# [WRITTEN TASK]
Turn the lines below into a JSON list of strings, with one string per line and no blank lines.

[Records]

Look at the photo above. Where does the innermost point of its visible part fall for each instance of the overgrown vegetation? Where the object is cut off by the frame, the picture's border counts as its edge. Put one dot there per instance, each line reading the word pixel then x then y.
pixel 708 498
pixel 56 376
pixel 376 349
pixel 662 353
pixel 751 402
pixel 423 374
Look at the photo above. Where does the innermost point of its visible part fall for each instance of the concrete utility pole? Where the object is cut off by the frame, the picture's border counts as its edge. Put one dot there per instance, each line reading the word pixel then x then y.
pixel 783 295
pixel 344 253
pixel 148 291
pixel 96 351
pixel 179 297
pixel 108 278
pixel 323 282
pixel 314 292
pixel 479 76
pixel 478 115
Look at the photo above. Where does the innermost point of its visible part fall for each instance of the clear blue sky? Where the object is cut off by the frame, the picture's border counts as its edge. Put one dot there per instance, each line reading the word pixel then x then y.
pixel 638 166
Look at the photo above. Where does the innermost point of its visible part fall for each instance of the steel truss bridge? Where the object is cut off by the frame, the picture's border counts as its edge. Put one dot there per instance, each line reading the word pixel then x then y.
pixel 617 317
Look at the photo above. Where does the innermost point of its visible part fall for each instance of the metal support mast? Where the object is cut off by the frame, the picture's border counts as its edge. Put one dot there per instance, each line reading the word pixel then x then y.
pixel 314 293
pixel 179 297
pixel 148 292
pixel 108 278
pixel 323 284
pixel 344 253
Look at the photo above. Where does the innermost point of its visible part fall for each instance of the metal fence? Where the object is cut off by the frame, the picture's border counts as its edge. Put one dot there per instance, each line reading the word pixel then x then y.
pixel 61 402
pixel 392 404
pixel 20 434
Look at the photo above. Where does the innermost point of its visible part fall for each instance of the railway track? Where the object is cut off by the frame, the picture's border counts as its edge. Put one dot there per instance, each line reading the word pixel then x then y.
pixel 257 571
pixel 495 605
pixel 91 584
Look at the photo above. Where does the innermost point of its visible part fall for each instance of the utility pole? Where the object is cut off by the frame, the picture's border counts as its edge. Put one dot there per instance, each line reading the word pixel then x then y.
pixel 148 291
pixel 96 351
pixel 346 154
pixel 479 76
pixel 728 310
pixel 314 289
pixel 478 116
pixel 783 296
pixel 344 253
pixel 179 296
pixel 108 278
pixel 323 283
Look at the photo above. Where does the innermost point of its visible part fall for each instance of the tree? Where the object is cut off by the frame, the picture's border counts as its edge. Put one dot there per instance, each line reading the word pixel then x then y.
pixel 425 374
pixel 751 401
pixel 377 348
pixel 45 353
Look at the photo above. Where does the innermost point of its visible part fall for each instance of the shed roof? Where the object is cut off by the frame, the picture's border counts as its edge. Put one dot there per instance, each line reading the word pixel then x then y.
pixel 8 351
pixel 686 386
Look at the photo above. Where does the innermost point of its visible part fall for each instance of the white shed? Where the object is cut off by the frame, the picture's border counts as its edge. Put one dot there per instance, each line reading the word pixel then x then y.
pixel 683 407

# [RESULT BELOW]
[
  "Look at the photo above. Where does the innermost point of its visible part fall for each instance of the overgrown vegetation? Where the object is cut off by the frame, the picture's border counts as its edge. Put one dot there per instance, each line reading the word pixel then x then y.",
  "pixel 708 498",
  "pixel 56 376",
  "pixel 376 349",
  "pixel 662 353",
  "pixel 751 402",
  "pixel 423 374",
  "Look at the photo above. Where does the innermost point of its visible part fall for each instance of the concrete utility pole? Where the object is cut off by the frame, the picture's border counts as its edge. Put one dot there per instance, each line reading the word pixel then x then y.",
  "pixel 783 295",
  "pixel 344 253",
  "pixel 148 291",
  "pixel 96 351",
  "pixel 179 297",
  "pixel 108 278",
  "pixel 323 282",
  "pixel 314 292",
  "pixel 479 76",
  "pixel 478 115",
  "Look at the photo above. Where does the innermost point of its visible part fall for each instance of the clear blue sky? Where the object is cut off by the frame, the picture's border counts as its edge. Put one dot there per instance, each line reading the word pixel then x then y.",
  "pixel 638 166",
  "Look at the photo above. Where does the innermost point of its visible part fall for each instance of the steel truss bridge? Where the object is cut off by the frame, the picture's border counts as its edge. Put one dot there per instance, each line reading the word pixel then x then y.",
  "pixel 617 317",
  "Look at the photo above. Where does the innermost point of its visible part fall for each instance of the metal support mast? Where the object is cut off by the frame, the picture's border counts as its edge. Put one dot there per instance, each line reading the word pixel then x then y.",
  "pixel 314 293",
  "pixel 179 297",
  "pixel 148 292",
  "pixel 108 278",
  "pixel 323 284",
  "pixel 344 253",
  "Look at the photo above. Where does the innermost point of its visible part fall for each instance of the metal fence? Where the object is cut off by the frame, the picture's border counts as its edge. Put one dot there per instance, each line reading the word pixel then x then y.",
  "pixel 61 402",
  "pixel 392 404",
  "pixel 20 434",
  "Look at the photo above. Where does the innermost point of its visible part fall for each instance of the railway track? Where the object is cut off by the frame, the picture's border counts as its edge. Put one dot there per instance, each line reading the word pixel then x then y.",
  "pixel 257 571",
  "pixel 495 605",
  "pixel 91 584",
  "Look at the photo above. Where does the innermost point of its visible part fall for each instance of the utility pole? Where the object is cut off by the frame, the picture's border counts as its edge. Put one dot there per instance, each line reading the word pixel then x then y.",
  "pixel 148 291",
  "pixel 96 351",
  "pixel 346 154",
  "pixel 479 76",
  "pixel 728 310",
  "pixel 314 289",
  "pixel 478 116",
  "pixel 783 296",
  "pixel 344 253",
  "pixel 179 296",
  "pixel 108 278",
  "pixel 323 283",
  "Look at the photo above. Where does the innermost point of its visible part fall for each instance of the tree? Where the object is cut off by the frame, the picture's border counts as its edge. Put one dot there per instance, each line reading the word pixel then x then y.",
  "pixel 425 374",
  "pixel 751 401",
  "pixel 377 348",
  "pixel 45 353",
  "Look at the photo above. Where does the innermost point of its visible part fall for each instance of the shed roof? Where the object is cut off by the frame, the picture's border counts as its edge. Put one dot there per instance, each line reading the word pixel then x then y.",
  "pixel 8 351",
  "pixel 686 386",
  "Look at the photo above. Where does the innermost point of its visible part fall for each instance of the white shed? Where the object is cut off by the frame, the picture's border counts as its edge. Put one dot there per instance, each line reading the word pixel then x then y.",
  "pixel 683 407"
]